### EXERCISE PROMPT
The records that follow must be repeated verbatim, every one of them.

### TASK MATERIAL
%%

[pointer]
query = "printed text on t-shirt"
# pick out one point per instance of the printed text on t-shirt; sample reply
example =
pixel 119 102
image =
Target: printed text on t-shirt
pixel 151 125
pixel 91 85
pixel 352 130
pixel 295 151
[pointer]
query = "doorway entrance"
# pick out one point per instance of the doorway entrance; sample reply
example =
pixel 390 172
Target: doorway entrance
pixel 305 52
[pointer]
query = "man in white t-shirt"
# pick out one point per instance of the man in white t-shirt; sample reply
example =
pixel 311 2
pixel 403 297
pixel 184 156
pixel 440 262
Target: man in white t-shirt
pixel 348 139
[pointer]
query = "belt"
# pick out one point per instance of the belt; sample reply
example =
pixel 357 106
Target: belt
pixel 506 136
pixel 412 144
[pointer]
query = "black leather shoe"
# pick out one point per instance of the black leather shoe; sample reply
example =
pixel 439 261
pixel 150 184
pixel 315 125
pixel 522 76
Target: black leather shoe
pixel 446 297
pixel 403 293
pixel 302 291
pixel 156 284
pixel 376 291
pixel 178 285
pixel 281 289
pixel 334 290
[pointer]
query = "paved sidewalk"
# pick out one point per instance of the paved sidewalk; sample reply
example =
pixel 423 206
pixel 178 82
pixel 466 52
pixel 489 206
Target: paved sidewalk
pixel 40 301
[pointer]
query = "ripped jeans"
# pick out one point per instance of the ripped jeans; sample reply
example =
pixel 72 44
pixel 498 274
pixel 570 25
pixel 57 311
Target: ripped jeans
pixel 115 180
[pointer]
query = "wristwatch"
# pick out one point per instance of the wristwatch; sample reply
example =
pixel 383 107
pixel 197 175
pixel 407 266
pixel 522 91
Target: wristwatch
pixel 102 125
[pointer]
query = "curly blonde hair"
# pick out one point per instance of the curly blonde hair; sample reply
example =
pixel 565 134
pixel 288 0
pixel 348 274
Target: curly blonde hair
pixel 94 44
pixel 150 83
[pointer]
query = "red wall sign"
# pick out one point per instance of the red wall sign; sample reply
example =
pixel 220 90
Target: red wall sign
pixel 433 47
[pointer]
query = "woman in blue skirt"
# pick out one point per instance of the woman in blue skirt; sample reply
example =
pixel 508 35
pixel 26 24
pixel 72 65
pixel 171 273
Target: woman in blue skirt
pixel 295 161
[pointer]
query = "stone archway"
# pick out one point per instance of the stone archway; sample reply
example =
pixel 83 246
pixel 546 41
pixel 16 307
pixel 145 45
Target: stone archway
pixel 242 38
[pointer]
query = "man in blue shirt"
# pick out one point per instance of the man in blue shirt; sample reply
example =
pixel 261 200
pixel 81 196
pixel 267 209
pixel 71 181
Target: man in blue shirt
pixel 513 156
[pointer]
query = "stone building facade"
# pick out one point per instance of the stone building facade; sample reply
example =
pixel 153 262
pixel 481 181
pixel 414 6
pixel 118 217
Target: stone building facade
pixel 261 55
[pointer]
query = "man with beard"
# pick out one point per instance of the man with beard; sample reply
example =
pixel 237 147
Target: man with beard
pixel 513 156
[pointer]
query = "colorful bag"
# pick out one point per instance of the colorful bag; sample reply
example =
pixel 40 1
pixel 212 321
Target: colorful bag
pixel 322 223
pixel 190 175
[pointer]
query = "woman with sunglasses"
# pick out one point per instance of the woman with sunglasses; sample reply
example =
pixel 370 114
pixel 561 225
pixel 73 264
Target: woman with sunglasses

%%

### EXERCISE RESPONSE
[pointer]
query = "printed text on t-shirt"
# pick out one point per instance of the printed text on t-shirt; sample reply
example =
pixel 119 102
image =
Target: printed text on t-shirt
pixel 151 125
pixel 91 85
pixel 352 130
pixel 295 151
[pointer]
query = "doorway entrance"
# pick out one point per instance of the doorway entrance; sample reply
example =
pixel 390 172
Target: doorway entrance
pixel 305 52
[pointer]
query = "man in white t-shirt"
# pick out one point per instance of the man in white t-shirt; sample reply
example =
pixel 311 2
pixel 403 297
pixel 184 156
pixel 440 262
Target: man in white t-shirt
pixel 348 139
[pointer]
query = "belt"
# pick out one point per instance of the belt; sample reply
example =
pixel 357 106
Target: belt
pixel 506 136
pixel 412 144
[pointer]
query = "black leather shoe"
# pick out one point per instance of the black leather shoe; sample reply
example =
pixel 439 261
pixel 150 184
pixel 315 125
pixel 522 76
Target: black leather shoe
pixel 446 297
pixel 403 293
pixel 302 291
pixel 156 284
pixel 376 291
pixel 178 285
pixel 281 289
pixel 334 290
[pointer]
query = "paved sidewalk"
# pick out one point per instance of the paved sidewalk; sample reply
example =
pixel 423 206
pixel 178 82
pixel 466 52
pixel 489 206
Target: paved sidewalk
pixel 40 301
[pointer]
query = "ripped jeans"
# pick out one point per instance of the ripped jeans; sample reply
example =
pixel 72 44
pixel 498 274
pixel 570 25
pixel 57 311
Target: ripped jeans
pixel 115 180
[pointer]
query = "wristwatch"
# pick out one point per instance of the wristwatch; sample reply
example =
pixel 383 107
pixel 197 175
pixel 407 266
pixel 522 91
Target: wristwatch
pixel 102 125
[pointer]
query = "curly blonde hair"
# pick out one point per instance of the curly blonde hair; sample reply
example =
pixel 565 134
pixel 288 0
pixel 348 274
Target: curly blonde hair
pixel 94 44
pixel 150 83
[pointer]
query = "red wall sign"
# pick out one point per instance of the red wall sign; sample reply
example =
pixel 220 90
Target: red wall sign
pixel 433 47
[pointer]
query = "woman in blue skirt"
# pick out one point per instance of the woman in blue skirt; sample reply
example =
pixel 508 35
pixel 26 24
pixel 72 65
pixel 171 273
Target: woman in blue skirt
pixel 295 161
[pointer]
query = "stone archway"
# pick out one point per instance of the stone archway; sample reply
example =
pixel 83 246
pixel 546 41
pixel 16 307
pixel 145 45
Target: stone archway
pixel 242 38
[pointer]
query = "man in blue shirt"
# pick out one point per instance of the man in blue shirt; sample reply
example =
pixel 261 200
pixel 81 196
pixel 267 209
pixel 71 181
Target: man in blue shirt
pixel 513 156
[pointer]
query = "stone building facade"
# pick out one point per instance of the stone building facade; sample reply
example =
pixel 153 262
pixel 481 181
pixel 414 6
pixel 118 217
Target: stone building facade
pixel 261 55
[pointer]
query = "man with beard"
# pick out one point per instance of the man with beard; sample reply
example =
pixel 237 147
Target: man with beard
pixel 513 156
[pointer]
query = "colorful bag"
# pick out one point per instance of the colorful bag; sample reply
example =
pixel 40 1
pixel 212 321
Target: colorful bag
pixel 322 223
pixel 190 175
[pointer]
query = "woman with sunglasses"
# pick out one point per instance of the woman with sunglasses; sample reply
example =
pixel 370 114
pixel 561 225
pixel 73 264
Target: woman with sunglasses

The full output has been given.